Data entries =
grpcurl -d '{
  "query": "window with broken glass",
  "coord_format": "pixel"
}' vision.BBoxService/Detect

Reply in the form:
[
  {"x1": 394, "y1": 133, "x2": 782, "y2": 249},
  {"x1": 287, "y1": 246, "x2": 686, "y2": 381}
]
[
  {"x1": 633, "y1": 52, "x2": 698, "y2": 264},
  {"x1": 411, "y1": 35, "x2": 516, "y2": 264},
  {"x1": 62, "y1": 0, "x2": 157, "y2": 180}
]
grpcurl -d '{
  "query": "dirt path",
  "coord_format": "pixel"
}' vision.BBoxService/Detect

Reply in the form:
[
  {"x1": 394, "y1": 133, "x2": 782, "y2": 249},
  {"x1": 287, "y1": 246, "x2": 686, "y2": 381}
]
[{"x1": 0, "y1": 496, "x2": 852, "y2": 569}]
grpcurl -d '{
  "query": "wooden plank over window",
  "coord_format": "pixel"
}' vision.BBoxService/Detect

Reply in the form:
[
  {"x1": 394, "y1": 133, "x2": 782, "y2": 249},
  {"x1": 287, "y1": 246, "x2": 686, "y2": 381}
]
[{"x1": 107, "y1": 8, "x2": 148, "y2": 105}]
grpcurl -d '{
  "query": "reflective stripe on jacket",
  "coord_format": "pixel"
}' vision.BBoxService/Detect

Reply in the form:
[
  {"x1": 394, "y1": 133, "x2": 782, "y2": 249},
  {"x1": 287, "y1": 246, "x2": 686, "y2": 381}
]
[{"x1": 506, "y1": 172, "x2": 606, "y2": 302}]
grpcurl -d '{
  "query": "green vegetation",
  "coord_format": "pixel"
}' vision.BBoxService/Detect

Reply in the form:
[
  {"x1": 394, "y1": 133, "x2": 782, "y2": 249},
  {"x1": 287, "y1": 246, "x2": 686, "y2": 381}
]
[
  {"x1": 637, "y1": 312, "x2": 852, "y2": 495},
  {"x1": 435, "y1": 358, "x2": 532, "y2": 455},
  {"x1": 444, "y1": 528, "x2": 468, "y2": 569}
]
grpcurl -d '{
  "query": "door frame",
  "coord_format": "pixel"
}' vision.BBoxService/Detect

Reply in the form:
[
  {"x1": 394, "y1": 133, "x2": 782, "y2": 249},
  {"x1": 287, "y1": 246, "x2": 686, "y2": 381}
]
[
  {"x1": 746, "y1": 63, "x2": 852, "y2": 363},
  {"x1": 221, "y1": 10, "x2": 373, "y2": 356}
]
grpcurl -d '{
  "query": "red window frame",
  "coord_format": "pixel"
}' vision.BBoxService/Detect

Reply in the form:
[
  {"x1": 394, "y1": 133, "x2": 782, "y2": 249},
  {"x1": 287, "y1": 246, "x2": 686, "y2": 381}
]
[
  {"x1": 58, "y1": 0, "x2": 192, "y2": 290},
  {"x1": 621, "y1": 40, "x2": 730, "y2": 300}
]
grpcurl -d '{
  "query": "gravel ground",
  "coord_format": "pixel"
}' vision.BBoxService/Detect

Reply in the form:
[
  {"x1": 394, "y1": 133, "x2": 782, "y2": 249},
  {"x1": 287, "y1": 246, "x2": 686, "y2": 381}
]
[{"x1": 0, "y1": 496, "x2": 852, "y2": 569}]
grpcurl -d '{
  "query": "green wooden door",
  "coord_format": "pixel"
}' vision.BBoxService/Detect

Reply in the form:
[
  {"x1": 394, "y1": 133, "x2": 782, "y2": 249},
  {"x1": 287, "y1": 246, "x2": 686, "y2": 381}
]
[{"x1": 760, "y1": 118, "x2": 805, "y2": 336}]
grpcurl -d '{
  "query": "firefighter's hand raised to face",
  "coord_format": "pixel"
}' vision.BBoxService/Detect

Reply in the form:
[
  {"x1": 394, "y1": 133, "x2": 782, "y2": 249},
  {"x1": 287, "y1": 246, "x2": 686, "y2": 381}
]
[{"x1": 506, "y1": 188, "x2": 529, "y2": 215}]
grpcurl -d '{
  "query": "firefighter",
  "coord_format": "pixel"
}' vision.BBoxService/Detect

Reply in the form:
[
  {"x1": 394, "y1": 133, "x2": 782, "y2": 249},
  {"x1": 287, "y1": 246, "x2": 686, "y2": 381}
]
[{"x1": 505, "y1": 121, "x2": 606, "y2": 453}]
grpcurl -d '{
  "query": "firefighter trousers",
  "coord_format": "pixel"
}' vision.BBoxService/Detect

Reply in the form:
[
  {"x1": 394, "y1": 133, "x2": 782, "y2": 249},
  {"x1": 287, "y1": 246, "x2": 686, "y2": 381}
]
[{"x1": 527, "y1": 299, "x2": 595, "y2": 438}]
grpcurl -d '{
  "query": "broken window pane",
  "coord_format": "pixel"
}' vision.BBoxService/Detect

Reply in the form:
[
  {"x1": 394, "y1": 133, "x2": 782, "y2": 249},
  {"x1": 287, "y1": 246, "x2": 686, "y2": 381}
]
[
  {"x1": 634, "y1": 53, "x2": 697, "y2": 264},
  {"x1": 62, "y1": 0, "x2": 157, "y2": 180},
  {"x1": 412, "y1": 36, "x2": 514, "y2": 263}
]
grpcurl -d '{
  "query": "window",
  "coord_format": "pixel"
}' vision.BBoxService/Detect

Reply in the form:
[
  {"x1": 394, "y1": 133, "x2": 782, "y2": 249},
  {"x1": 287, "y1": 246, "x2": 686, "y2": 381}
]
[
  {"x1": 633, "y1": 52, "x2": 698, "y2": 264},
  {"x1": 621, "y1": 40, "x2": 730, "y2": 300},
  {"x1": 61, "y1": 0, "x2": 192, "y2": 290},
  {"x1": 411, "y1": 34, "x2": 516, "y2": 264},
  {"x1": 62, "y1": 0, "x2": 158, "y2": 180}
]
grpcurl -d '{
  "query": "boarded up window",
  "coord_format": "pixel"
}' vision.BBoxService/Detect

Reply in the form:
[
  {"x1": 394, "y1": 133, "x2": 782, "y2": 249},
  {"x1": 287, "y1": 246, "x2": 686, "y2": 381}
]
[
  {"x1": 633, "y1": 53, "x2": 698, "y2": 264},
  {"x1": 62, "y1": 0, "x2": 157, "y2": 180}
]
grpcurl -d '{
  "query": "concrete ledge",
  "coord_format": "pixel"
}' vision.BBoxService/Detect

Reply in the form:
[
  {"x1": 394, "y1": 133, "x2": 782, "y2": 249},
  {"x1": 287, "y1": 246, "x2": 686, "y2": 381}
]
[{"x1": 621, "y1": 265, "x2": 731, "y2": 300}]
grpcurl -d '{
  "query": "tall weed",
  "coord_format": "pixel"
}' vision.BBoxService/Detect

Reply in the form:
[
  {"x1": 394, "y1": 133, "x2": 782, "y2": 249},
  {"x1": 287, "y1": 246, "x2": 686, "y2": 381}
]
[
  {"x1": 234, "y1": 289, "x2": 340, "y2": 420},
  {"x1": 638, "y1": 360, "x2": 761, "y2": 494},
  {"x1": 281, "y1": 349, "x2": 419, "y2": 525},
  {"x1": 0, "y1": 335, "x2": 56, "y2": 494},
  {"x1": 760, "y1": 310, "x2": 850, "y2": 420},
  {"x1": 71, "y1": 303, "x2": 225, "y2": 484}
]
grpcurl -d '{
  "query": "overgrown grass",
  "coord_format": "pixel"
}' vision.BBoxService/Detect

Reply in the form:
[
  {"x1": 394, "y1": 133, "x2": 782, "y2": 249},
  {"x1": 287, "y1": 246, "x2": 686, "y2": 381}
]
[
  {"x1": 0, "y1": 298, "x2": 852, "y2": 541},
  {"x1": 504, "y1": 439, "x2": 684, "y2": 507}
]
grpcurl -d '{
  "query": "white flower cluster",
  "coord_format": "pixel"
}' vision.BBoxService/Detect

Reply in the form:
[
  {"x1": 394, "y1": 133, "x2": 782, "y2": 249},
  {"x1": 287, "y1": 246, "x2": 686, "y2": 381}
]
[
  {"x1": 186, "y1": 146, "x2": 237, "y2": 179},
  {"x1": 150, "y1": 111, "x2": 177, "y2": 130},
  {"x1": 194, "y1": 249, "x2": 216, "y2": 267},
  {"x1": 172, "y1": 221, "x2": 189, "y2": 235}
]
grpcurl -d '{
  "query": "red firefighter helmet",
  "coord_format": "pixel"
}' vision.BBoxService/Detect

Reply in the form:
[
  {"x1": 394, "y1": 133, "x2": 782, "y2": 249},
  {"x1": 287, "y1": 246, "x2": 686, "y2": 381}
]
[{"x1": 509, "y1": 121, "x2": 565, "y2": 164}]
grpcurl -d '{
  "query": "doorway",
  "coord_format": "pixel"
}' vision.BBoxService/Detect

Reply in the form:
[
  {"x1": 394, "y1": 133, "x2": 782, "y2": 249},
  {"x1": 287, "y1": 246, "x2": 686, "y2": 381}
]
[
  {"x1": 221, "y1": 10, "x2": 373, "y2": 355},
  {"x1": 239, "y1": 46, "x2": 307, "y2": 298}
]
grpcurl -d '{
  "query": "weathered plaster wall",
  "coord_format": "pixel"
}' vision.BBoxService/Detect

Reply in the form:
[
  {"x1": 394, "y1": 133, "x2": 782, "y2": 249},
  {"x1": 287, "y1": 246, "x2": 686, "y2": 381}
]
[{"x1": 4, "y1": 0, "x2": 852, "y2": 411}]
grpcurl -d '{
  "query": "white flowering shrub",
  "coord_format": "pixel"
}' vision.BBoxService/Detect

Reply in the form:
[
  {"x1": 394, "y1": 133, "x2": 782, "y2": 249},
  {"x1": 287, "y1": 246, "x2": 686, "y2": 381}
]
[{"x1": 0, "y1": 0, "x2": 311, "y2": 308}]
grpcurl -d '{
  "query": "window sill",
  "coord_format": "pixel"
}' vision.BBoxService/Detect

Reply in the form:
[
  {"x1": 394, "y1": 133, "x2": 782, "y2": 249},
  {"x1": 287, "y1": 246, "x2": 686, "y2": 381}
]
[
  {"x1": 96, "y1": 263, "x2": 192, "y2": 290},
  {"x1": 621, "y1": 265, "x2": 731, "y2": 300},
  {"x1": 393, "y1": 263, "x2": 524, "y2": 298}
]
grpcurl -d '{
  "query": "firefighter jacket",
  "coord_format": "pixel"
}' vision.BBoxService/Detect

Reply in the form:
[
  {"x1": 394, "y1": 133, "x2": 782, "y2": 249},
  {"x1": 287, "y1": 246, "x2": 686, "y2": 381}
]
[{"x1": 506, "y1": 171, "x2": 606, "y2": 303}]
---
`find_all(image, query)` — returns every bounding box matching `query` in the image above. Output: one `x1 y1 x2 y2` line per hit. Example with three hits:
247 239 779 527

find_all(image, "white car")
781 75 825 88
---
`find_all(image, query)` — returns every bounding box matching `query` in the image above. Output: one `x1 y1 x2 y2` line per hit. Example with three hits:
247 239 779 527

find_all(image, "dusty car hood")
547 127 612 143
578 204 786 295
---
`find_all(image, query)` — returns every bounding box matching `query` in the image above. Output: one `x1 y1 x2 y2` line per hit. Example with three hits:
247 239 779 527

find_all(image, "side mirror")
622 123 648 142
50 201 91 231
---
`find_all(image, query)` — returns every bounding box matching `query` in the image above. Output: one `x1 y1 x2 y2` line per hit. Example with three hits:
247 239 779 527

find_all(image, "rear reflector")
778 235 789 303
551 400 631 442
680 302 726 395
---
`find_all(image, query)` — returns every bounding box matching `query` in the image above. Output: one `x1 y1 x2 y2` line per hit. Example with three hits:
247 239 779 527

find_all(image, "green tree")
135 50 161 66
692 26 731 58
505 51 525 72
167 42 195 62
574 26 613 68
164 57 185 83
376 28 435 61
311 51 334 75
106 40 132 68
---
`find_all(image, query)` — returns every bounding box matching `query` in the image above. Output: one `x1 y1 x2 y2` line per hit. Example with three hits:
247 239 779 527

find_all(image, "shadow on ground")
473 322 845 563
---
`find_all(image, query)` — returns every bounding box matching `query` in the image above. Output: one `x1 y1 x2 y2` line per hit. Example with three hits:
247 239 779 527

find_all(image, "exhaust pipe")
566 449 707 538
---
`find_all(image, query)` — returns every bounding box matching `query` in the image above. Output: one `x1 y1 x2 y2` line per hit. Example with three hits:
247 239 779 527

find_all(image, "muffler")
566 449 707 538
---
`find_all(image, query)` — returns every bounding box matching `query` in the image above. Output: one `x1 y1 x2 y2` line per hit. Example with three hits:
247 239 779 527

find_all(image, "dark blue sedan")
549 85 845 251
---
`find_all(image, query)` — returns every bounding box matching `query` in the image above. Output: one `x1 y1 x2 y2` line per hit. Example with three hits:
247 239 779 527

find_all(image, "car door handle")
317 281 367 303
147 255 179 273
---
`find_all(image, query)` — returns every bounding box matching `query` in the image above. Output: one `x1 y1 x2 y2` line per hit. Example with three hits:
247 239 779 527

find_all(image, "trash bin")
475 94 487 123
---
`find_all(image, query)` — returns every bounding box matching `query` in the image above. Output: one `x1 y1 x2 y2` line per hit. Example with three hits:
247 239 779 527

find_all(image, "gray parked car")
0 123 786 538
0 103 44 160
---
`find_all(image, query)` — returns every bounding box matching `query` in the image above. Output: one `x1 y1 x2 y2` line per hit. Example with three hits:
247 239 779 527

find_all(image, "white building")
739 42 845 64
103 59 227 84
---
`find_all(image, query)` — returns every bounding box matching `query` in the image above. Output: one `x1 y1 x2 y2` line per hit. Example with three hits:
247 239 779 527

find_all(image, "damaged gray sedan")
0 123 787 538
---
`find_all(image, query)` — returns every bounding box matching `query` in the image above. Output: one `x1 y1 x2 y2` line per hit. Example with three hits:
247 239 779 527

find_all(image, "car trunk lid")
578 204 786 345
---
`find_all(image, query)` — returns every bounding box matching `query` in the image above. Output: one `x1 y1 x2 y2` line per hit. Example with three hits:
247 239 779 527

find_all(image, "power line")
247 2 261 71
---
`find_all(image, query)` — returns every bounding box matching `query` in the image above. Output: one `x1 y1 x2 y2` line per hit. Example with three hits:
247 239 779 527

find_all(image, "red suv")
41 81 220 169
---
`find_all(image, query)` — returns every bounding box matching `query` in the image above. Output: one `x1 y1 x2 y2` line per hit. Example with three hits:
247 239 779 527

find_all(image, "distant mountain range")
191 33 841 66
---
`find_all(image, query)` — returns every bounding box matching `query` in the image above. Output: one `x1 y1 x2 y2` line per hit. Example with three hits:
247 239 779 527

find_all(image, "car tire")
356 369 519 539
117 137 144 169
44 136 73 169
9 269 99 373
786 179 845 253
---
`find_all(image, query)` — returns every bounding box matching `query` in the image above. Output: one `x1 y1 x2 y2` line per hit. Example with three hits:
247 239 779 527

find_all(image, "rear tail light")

PROBLEM DESCRIPTION = How many lines in the data entries above contain the word "broken"? Give only the number.

EXPECTED ANSWER = 2